- [To be done]:
1. Repeat everything in the Ubuntu installation post from "It looked OK" down to "by Ubuntu 10.".
2. Write what comes next in the post about installing Ubuntu on a Fake RAID computer, picking up after its final sentence.

Our company bought a new PC recently that was delivered today.

It came with Windows 7 preinstalled, and they had already partitioned the harddisks, so I thought installing Ubuntu 10 would be easy.

What I hadn’t thought much about was the problems that would arise because I had ordered two harddisks with RAID 1 (mirror). As is often the case, RAID here meant Fake RAID, i.e., a mixture of software and hardware RAID, and Linux isn’t too fond of this.

It looked OK initially, though. The Ubuntu 10 CD booted up happily, and it even recognised the Fake RAID setup.

However, when I tried to install it, it refused to reformat the partition that I wanted to install Linux on. I searched on some Ubuntu forums, and somebody suggested to install Ubuntu 9 followed by Ubuntu 10.

- [Data lines]:
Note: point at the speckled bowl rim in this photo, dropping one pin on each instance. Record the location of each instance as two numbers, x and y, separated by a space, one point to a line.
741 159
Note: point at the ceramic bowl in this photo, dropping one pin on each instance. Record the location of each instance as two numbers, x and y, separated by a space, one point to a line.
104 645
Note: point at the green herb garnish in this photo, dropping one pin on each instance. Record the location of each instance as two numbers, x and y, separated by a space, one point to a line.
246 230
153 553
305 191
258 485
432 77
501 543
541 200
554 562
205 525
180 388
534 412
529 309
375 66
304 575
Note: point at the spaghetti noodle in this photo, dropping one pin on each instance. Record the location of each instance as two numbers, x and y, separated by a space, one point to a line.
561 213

---

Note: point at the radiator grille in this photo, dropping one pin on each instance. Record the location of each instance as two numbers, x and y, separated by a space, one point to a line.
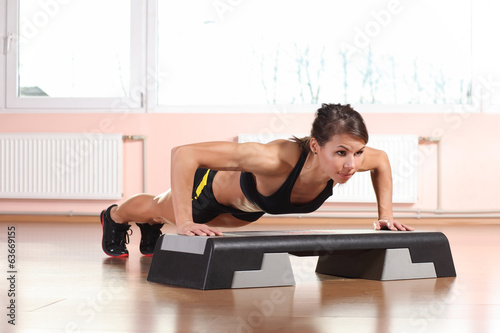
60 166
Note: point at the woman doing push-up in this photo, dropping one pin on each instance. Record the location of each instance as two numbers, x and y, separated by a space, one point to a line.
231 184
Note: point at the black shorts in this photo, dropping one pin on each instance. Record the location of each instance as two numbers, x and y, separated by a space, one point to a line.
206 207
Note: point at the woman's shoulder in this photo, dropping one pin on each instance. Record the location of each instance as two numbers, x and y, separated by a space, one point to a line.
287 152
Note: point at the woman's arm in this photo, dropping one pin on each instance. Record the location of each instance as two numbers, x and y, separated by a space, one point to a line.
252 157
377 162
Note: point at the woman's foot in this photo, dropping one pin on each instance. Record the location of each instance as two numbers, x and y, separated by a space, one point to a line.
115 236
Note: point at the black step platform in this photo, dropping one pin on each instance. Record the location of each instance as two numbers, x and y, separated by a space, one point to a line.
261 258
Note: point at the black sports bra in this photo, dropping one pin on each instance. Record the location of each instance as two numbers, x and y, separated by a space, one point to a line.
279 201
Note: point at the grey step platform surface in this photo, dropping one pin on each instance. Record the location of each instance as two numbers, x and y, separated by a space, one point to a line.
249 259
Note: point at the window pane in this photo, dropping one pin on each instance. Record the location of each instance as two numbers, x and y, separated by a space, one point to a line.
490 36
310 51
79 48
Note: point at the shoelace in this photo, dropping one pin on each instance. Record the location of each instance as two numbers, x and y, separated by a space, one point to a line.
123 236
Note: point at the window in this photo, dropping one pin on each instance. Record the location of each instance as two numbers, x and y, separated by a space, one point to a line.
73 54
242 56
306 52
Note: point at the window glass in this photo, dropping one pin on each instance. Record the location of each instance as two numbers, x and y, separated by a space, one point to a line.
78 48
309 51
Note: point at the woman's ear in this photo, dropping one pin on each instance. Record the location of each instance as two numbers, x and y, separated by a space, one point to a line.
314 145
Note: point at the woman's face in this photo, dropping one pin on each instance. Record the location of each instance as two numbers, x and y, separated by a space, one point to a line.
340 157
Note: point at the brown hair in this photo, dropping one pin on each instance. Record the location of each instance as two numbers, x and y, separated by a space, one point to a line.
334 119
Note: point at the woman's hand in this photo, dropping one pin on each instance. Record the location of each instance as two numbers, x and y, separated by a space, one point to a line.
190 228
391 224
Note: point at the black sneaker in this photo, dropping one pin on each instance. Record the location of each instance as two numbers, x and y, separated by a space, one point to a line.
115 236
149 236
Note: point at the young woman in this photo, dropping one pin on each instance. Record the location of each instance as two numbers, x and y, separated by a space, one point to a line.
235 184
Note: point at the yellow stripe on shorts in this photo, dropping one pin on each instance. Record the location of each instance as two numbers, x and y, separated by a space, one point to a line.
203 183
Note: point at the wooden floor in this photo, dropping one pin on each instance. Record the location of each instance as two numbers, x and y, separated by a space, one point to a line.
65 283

...

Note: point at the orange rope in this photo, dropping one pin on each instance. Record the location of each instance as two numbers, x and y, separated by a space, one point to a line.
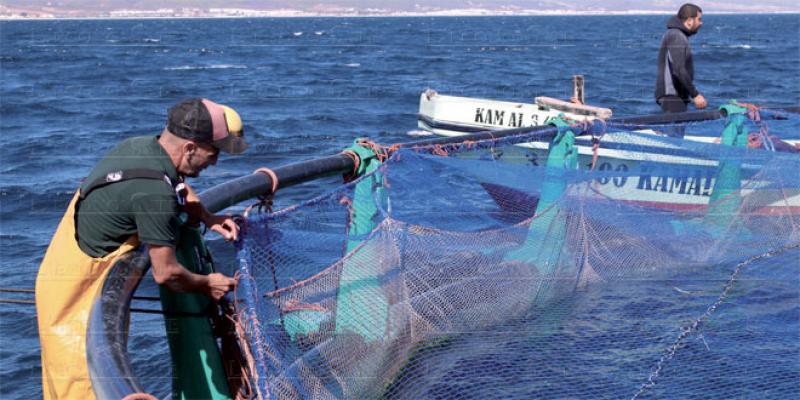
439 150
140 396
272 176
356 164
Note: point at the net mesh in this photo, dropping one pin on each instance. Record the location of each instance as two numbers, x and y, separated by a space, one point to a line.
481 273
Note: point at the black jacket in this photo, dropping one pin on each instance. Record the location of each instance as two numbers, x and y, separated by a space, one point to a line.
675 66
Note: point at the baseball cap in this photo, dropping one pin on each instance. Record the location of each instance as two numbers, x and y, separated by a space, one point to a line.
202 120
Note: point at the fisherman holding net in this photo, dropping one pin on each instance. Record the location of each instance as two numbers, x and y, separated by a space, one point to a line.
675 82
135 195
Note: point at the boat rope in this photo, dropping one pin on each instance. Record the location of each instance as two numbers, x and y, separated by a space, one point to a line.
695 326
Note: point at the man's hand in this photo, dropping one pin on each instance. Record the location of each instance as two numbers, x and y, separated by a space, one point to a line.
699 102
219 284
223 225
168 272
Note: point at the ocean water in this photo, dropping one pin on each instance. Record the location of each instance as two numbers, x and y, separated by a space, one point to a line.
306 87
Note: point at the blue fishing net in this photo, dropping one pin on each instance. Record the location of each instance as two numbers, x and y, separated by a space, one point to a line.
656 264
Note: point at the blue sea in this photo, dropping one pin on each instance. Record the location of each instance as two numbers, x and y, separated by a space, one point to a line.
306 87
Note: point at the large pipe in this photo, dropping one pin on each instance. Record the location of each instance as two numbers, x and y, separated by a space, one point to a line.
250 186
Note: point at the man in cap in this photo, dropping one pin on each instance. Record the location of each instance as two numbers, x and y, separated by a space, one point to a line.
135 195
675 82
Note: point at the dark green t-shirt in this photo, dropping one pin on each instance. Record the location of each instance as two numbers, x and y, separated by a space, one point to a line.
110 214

- [Responses per task]:
1.
It looked OK initially, though. The Ubuntu 10 CD booted up happily, and it even recognised the Fake RAID setup.

However, when I tried to install it, it refused to reformat the partition that I wanted to install Linux on. I searched on some Ubuntu forums, and somebody suggested to install Ubuntu 9 followed by Ubuntu 10.

2.
I tried this, and it actually worked. Ubuntu 9 was happy to reformat the partition, and Ubuntu 10 was happy to overwrite the old Ubuntu 9 files.

Alas, the worst was still to come!

Although I didn’t get any error messages, Grub (the boot loader) did not get installed correctly. I tried all sorts of suggestions, but nothing worked. After installing Grub, the machine would boot happily straight into Windows 7. 🙁

I then found a blog posting describing how to use Windows 7’s boot loader, BCDedit, to boot Linux. It looked promising, but it didn’t work either – after selecting Linux in the boot menu, I just got a blank screen with a blinking cursor.

At this point, I was about to give up, but I then found a suggestion to use EasyBCD to configure the Windows boot loader, and it works! EasyBCD finds the Grub loader on the Linux partition and activates it.